__Required actions__.
1. In the COVID-19 Scotland report, which primers were used for sequencing?
2. From the COVID-19 Scotland report, copy the passage that begins at the words "To determine their" and ends after the words "and mid-point rooted.".

Update report of COVID-19 in Scotland: continuing introductions & transmissions

We report the genomic analysis of thirteen SARS-CoV-2/hCOV-19 samples retrieved from patients in Scotland, in March 2020. Ten samples were processed and sequenced by the Royal Infirmary of Edinburgh in collaboration with the University of Edinburgh. Three samples were processed by the West of Scotland Specialist Virology Centre, NHSGGC and sent to the MRC-University of Glasgow Centre for Virus Research (CVR) for library preparation and sequencing. See our First report of COVID-19 in Scotland for details on the Oxford Nanopore Technologies MinION sequencing protocol utilised. The ARTIC Network V1 primers were used for sequencing.

The thirteen samples were named EDB003 to EDB013 and CVR06, CVR07 and CVR10, and have been deposited in GISAID (see table 1 for IDs and date of sampling).


To determine their relationship to circulating SARS-CoV-2/hCOV-19 variants, an evolutionary tree was inferred using these genomes and all complete human genomes available from GISAID; some GISAID sequences were excluded due to the presence of high numbers of mutations, presumably from sequence errors. Briefly, an alignment was generated using MAFFT and a maximum likelihood phylogenetic tree constructed using IQ-TREE with an HKY nucleotide substitution model and gamma rate heterogeneity model. The tree was visualised with FigTree and mid-point rooted.

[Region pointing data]
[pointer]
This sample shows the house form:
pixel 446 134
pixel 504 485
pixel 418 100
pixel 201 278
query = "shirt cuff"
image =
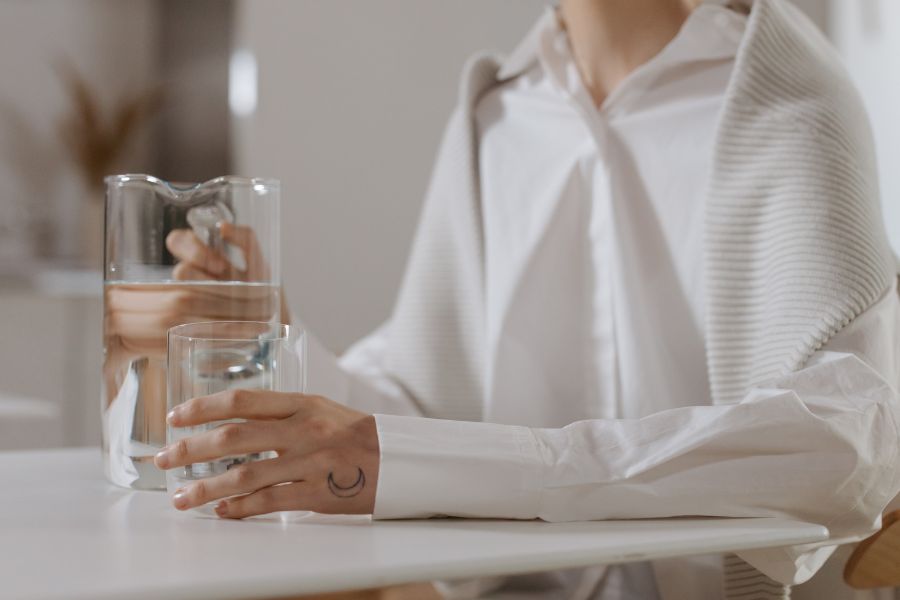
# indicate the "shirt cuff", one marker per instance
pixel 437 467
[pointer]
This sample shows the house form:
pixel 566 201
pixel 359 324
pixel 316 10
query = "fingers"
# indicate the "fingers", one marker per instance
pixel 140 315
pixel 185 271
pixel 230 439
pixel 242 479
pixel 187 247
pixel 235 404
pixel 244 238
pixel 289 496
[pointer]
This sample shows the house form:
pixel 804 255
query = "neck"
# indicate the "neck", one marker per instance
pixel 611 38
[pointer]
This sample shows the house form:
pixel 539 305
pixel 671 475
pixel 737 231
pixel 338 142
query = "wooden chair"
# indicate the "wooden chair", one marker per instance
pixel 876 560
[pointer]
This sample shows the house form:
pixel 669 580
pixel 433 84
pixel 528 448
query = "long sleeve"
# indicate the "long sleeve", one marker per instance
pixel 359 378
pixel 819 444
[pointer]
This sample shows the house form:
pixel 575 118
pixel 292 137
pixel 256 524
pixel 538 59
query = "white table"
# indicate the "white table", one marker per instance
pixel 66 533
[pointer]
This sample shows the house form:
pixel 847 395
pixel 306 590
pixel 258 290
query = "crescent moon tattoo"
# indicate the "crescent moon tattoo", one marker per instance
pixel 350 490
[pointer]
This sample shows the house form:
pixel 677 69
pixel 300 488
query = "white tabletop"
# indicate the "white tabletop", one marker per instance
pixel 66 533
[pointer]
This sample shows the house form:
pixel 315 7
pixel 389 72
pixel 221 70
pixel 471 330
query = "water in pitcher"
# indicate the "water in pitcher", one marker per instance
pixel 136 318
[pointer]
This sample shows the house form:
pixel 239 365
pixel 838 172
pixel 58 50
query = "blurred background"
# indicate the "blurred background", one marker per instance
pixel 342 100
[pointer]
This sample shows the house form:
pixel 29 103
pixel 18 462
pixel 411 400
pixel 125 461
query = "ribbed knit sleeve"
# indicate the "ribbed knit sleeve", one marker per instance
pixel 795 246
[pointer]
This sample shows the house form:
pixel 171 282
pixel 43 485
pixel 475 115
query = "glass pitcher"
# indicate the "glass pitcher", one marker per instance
* * *
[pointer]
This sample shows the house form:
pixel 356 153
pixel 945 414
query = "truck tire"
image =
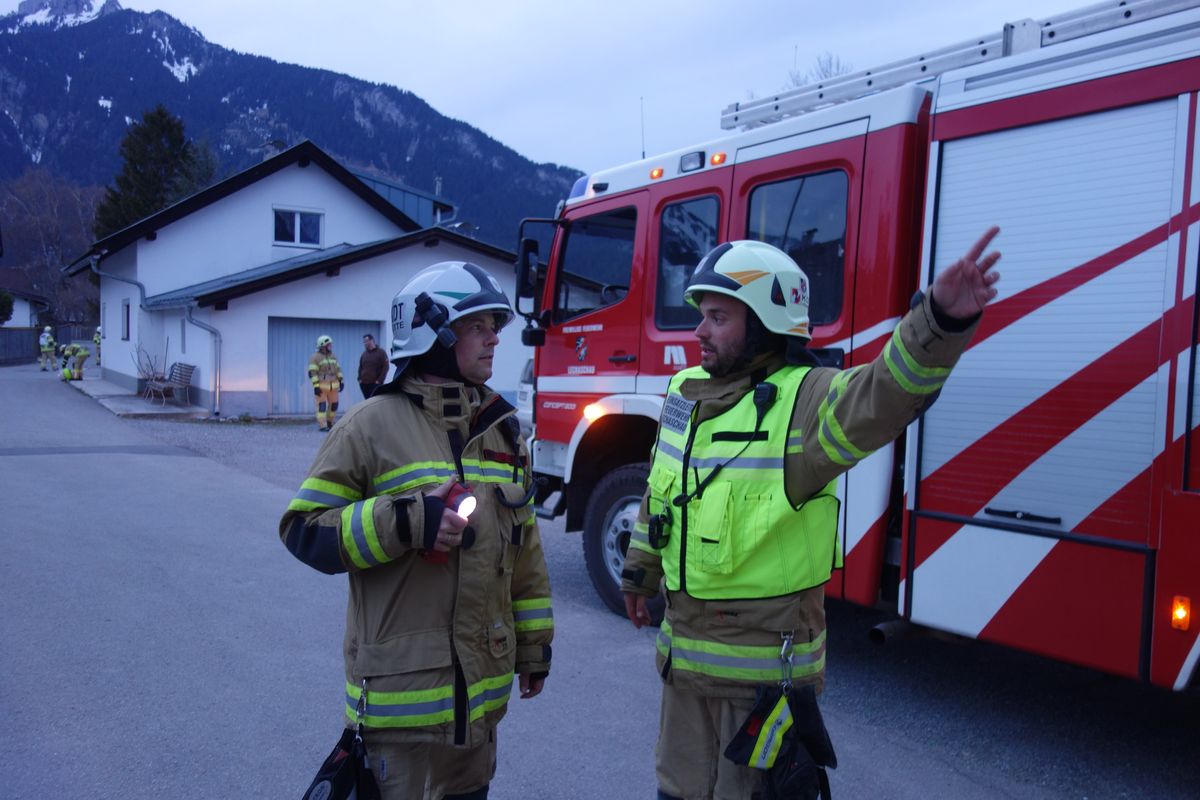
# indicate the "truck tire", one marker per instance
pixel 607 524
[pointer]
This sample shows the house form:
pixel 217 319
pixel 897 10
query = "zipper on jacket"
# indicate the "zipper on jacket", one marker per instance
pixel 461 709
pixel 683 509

__Answers per task__.
1. The ARTIC Network V1 primers.

2.
To determine their relationship to circulating SARS-CoV-2/hCOV-19 variants, an evolutionary tree was inferred using these genomes and all complete human genomes available from GISAID; some GISAID sequences were excluded due to the presence of high numbers of mutations, presumably from sequence errors. Briefly, an alignment was generated using MAFFT and a maximum likelihood phylogenetic tree constructed using IQ-TREE with an HKY nucleotide substitution model and gamma rate heterogeneity model. The tree was visualised with FigTree and mid-point rooted.